__Task requirements__
Rewrite the lines between the one holding "My supervisor has" and the one holding "[205,98,311,171]", inclusive, with "gable roof" swapped for "hip roof" and nothing else altered. Leave the picture out of your copy.

__Information supplied__
● ● ●
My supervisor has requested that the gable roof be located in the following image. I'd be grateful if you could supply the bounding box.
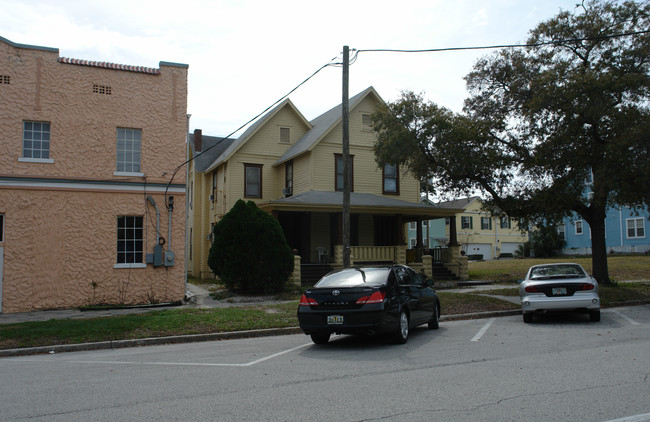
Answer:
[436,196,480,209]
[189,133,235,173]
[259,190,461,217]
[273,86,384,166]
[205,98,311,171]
● ● ●
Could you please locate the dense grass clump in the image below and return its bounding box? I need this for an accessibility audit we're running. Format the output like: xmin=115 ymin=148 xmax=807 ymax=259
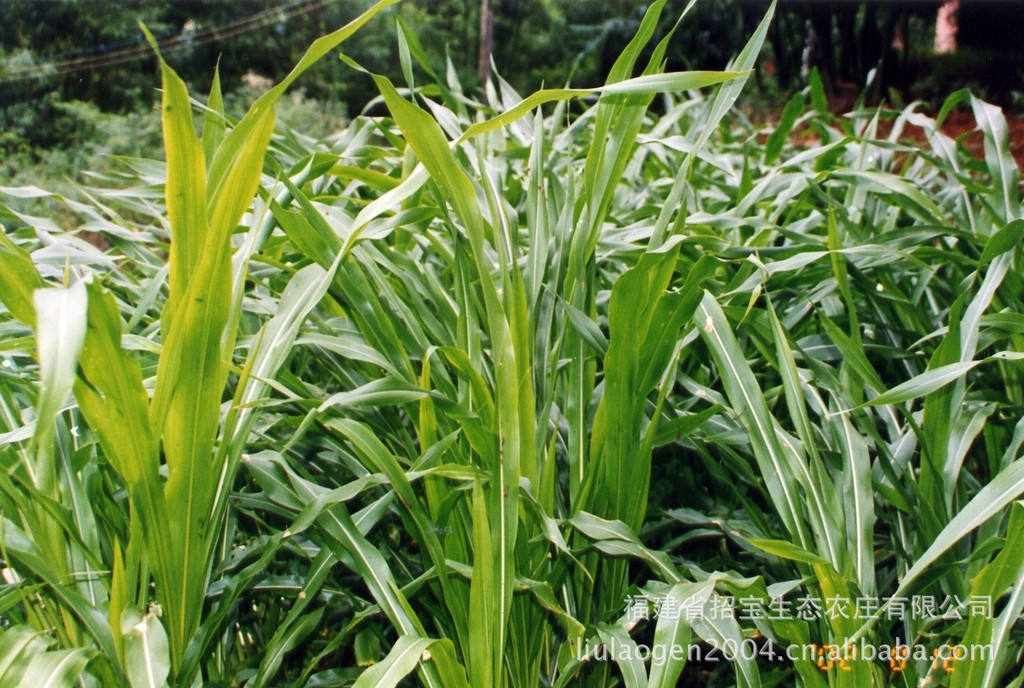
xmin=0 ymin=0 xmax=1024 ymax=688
● ● ●
__Task response__
My supervisor has requested that the hip roof be located in the following image. I'd be grateful if you could supply the bounding box.
Answer:
[436,196,480,209]
[189,133,235,173]
[259,190,461,217]
[273,86,384,166]
[205,98,311,171]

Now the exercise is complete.